**Dataset records:**
╔══
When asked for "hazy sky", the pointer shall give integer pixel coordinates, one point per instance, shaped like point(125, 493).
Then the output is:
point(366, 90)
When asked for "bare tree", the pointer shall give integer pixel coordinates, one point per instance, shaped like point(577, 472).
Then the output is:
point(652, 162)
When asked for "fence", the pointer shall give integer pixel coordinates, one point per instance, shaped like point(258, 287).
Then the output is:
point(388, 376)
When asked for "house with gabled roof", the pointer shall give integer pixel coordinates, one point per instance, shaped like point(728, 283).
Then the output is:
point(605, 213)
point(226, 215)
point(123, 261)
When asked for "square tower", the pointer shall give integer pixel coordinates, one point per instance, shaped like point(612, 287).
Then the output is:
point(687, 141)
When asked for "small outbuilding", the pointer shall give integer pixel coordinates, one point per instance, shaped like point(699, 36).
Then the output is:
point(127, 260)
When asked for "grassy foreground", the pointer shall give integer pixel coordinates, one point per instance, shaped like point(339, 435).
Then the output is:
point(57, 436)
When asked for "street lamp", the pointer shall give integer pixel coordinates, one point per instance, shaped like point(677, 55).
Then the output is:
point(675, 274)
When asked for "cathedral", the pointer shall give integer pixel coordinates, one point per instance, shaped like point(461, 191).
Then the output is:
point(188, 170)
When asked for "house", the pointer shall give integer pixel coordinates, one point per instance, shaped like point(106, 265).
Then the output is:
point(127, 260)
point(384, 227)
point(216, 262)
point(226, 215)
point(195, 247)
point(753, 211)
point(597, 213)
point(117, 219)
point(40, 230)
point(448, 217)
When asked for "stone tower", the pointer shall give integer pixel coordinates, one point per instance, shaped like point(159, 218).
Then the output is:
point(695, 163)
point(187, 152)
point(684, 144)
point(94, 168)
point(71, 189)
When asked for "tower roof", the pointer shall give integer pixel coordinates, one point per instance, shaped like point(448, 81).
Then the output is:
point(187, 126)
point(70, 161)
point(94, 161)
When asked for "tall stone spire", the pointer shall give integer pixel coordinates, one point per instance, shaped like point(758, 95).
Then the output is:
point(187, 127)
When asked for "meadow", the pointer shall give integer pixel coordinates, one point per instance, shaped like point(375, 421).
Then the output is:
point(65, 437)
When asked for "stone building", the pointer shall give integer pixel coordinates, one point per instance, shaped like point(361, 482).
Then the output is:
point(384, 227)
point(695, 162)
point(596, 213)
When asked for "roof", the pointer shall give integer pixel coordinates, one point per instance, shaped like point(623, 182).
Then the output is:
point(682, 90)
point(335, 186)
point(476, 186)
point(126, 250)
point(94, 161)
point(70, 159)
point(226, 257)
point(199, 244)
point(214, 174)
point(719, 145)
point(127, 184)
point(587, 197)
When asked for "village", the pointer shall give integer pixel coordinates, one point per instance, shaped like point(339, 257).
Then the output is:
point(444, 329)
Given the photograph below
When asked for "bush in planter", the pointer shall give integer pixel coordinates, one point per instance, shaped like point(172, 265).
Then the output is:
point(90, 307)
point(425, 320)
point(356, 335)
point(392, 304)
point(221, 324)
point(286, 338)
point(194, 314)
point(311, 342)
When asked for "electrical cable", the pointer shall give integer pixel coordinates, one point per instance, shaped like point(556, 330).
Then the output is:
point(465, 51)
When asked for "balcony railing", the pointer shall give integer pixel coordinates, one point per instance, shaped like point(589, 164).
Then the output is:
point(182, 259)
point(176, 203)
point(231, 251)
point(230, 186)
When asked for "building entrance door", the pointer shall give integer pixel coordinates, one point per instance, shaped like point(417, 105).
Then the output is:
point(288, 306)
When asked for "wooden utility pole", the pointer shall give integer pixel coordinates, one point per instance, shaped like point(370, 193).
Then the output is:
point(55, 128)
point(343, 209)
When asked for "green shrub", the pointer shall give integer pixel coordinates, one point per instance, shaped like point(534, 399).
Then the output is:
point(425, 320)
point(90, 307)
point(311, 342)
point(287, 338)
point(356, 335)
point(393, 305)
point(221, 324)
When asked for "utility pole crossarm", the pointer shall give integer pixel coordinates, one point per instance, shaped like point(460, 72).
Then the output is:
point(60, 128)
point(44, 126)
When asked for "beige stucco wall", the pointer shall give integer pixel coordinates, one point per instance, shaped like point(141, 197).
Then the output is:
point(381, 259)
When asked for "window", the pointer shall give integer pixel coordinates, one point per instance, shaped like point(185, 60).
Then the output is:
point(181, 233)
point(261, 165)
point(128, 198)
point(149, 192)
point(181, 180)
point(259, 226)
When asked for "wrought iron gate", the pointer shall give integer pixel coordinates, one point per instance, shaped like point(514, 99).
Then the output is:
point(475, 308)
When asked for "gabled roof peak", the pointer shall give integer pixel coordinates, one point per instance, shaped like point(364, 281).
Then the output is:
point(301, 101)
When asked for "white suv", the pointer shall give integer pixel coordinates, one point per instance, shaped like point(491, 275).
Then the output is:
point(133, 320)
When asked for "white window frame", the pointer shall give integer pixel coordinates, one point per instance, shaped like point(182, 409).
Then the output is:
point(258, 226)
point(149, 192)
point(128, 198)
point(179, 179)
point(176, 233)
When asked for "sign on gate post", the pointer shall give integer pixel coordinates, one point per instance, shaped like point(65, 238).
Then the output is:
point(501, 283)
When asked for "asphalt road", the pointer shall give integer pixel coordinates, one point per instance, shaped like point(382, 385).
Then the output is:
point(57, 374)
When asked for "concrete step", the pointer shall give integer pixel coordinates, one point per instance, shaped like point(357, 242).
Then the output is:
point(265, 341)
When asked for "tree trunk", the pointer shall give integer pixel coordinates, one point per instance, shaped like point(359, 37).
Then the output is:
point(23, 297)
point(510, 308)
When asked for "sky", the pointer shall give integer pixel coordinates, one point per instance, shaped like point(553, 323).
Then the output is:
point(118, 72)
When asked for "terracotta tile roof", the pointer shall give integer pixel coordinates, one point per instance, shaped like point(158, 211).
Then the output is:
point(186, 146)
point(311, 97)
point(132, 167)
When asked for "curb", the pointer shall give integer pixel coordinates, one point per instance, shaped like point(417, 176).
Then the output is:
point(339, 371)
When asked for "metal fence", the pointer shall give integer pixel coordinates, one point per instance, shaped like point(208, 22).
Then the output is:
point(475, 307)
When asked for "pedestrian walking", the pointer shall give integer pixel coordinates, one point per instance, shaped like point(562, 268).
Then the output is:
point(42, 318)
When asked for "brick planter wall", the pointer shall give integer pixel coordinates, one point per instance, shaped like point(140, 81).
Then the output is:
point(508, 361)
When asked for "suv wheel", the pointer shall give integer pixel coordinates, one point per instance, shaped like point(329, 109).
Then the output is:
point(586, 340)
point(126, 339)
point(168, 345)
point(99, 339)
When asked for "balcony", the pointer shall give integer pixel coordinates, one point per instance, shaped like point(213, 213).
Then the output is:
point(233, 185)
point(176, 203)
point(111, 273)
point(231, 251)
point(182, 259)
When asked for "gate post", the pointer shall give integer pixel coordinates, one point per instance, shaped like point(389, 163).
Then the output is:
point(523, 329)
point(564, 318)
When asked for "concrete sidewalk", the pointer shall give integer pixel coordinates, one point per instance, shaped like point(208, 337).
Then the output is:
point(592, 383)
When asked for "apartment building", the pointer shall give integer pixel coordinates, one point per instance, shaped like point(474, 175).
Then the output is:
╚══
**Work to be completed:** Retype the entire listing above line for line, changing nothing.

**Answer to the exercise:**
When asked for "hazy sky", the pointer shall give integer pixel coordinates, one point per instance, shaped like point(125, 493).
Then the output is:
point(366, 90)
When asked for "bare tree", the pointer shall give integer pixel coordinates, one point per instance, shaped like point(577, 472).
Then the output is:
point(652, 162)
When asked for "fence", the pointer shall give integer pixel coordinates, one point per instance, shaped like point(258, 287).
Then the output is:
point(388, 376)
When asked for "house with gabled roof", the pointer shall give integer pixel coordinates, one point per instance, shaped like point(728, 283).
Then the output is:
point(605, 213)
point(226, 215)
point(123, 261)
When asked for "square tower", the pointer shall give integer pixel coordinates, one point per instance, shaped like point(612, 287).
Then the output is:
point(687, 141)
When asked for "small outbuilding", the pointer shall give integer pixel coordinates, one point per instance, shaped like point(699, 36).
Then the output is:
point(127, 260)
When asked for "grassy foreground", the pointer shall give integer pixel coordinates, one point per instance, shaped like point(339, 435).
Then the output is:
point(57, 436)
When asked for "street lamp", the pointer shall give integer pixel coordinates, one point per instance, shaped like point(677, 55).
Then the output is:
point(675, 274)
When asked for "cathedral", the pointer shall give integer pixel coordinates, one point per instance, shaped like point(461, 191).
Then the output is:
point(188, 170)
When asked for "house", the pointer shall give integer pixel coordinates, one point per instance, shaped like point(106, 265).
Then the output is:
point(127, 260)
point(384, 227)
point(216, 262)
point(226, 215)
point(195, 247)
point(753, 211)
point(597, 213)
point(117, 219)
point(40, 230)
point(448, 217)
When asked for "stone tower", the pointer shall give integer pixel coordinates, one point per instance, shaped like point(159, 218).
Then the output is:
point(695, 163)
point(187, 152)
point(684, 144)
point(94, 168)
point(71, 189)
When asked for "tower roof", the pointer shall give integer pixel coordinates, one point per instance, shaped like point(448, 81).
Then the output is:
point(187, 126)
point(70, 161)
point(94, 161)
When asked for "tall stone spire", the pointer shall give integer pixel coordinates, one point per instance, shaped like point(758, 95).
Then the output is:
point(187, 127)
When asked for "meadow", the pointer shall give integer pixel coordinates, one point per instance, shaped like point(375, 421).
Then the output is:
point(65, 437)
When asked for "stone building", the pointer shall give integer pixel coordinates, one point per instance, shaped like point(361, 482).
Then the output is:
point(384, 227)
point(695, 162)
point(596, 213)
When asked for "roof", the pointer shall give integer pixel coordinates, one point per instance, shaped like point(623, 182).
Then the output is:
point(682, 90)
point(335, 186)
point(476, 186)
point(126, 250)
point(94, 161)
point(70, 159)
point(226, 257)
point(199, 244)
point(214, 174)
point(719, 145)
point(127, 184)
point(587, 197)
When asked for "village", the pointer shall give integer pixel coordinates, one point per instance, shaped like point(339, 257).
Then the output is:
point(444, 329)
Given the photograph below
When asked for "bush in planter", the pointer shall give integer pixel coordinates, one point per instance, shaped like point(172, 265).
Then the output is:
point(90, 307)
point(425, 320)
point(356, 335)
point(392, 304)
point(221, 324)
point(286, 338)
point(194, 314)
point(311, 342)
When asked for "electrical cable", the pointer shall give integer pixel coordinates, one point per instance, shaped like point(556, 330).
Then the output is:
point(465, 51)
When asked for "balcony railing", the pointer shall give integer pixel coordinates, one point per instance, shaped like point(589, 164).
Then the output is:
point(182, 259)
point(176, 203)
point(231, 251)
point(230, 186)
When asked for "building entrance door", the pointer shall give integer pixel coordinates, one point per instance, shaped like point(417, 105).
Then the output is:
point(288, 306)
When asked for "wooden utility pole", the pointer shall give integer pixel coordinates, one point per instance, shaped like point(370, 193).
Then the output is:
point(55, 128)
point(343, 209)
When asked for "green shrub", the pointer shall give integer pixel coordinates, one point per instance, shaped like point(534, 399).
Then the output is:
point(425, 320)
point(90, 307)
point(311, 342)
point(287, 338)
point(356, 335)
point(393, 305)
point(221, 324)
When asked for "utility pole crossarm", the pointer shall give integer pixel coordinates, one point per instance, shaped like point(460, 72).
Then the output is:
point(60, 128)
point(44, 126)
When asked for "beige stucco wall", the pointer shall give integer pixel coordinates, one point per instance, shaped like point(141, 197).
Then the output is:
point(381, 259)
When asked for "window", the pointer shall give integer pixel coordinates, one point per instance, shaped like point(185, 60).
Then the output is:
point(181, 233)
point(261, 165)
point(128, 198)
point(149, 192)
point(181, 180)
point(259, 226)
When asked for "wrought iron gate", the pointer shall give integer pixel coordinates, one point per instance, shaped like point(514, 99).
Then the output is:
point(475, 308)
When asked for "gabled roof peak", the pointer shall give integer pixel coordinates, one point per instance, shaped like point(364, 281).
Then the output is:
point(301, 101)
When asked for "white suv", the pointer shall give integer pixel coordinates, one point per instance, shaped like point(491, 275).
Then the output is:
point(133, 320)
When asked for "white window frame", the pointer shall give integer pixel coordinates, one point per instance, shaped like point(182, 409).
Then the output is:
point(258, 226)
point(149, 192)
point(128, 198)
point(179, 179)
point(176, 233)
When asked for "sign on gate post", the pointer shall give integer pixel coordinates, one point per instance, shaped like point(65, 238).
Then the output is:
point(501, 283)
When asked for "asphalt road", the pointer shall give integer pixel coordinates, one point per instance, shaped like point(382, 385).
Then the output is:
point(57, 374)
When asked for "concrete step", the pointer shall give integer pixel coordinates, one point per instance, shaped like point(357, 242).
Then the output is:
point(265, 341)
When asked for "tree trunk", the pointer shall give integer pixel coordinates, one point per instance, shaped like point(359, 37).
Then the output is:
point(23, 297)
point(510, 308)
When asked for "sky", the pointer shall give integer pixel coordinates, one point per instance, shaped like point(553, 323).
Then the output is:
point(118, 72)
When asked for "terracotta tile roof", the pointer shall give integer pixel coordinates, one point per instance, shaped like point(158, 211).
Then the output is:
point(186, 146)
point(311, 97)
point(132, 167)
When asked for "curb", the pointer shall give integer pixel coordinates, one point per instance, shaped like point(417, 176).
Then the output is:
point(339, 371)
When asked for "metal fence", the pointer shall give integer pixel coordinates, one point per instance, shaped like point(208, 22).
Then the output is:
point(475, 307)
When asked for "pedestrian walking", the pointer shall give integer pixel coordinates, one point per instance, shaped like point(562, 268).
Then the output is:
point(42, 318)
When asked for "brick planter wall", the pointer shall give integer pixel coordinates, one point per instance, shaped like point(140, 81).
Then the output is:
point(508, 361)
When asked for "suv wheel", the pointer shall give integer pixel coordinates, one point per instance, shaped like point(329, 109).
Then the output is:
point(586, 340)
point(126, 339)
point(168, 345)
point(99, 339)
When asked for "balcony", the pointer shall give integer pixel coordinates, one point per instance, shaped like point(213, 213).
Then the output is:
point(233, 185)
point(176, 203)
point(111, 273)
point(231, 251)
point(182, 259)
When asked for "gate post", the pointer shall give integer pixel coordinates, one point per instance, shaped like point(389, 163).
Then the output is:
point(523, 329)
point(564, 318)
When asked for "concrete sidewalk", the pointer shall give integer pixel coordinates, one point per instance, shaped like point(208, 337).
Then the output is:
point(592, 383)
When asked for "apartment building", the pointer shall give integer pixel coordinates, one point per instance, shaped like point(474, 175).
Then the output is:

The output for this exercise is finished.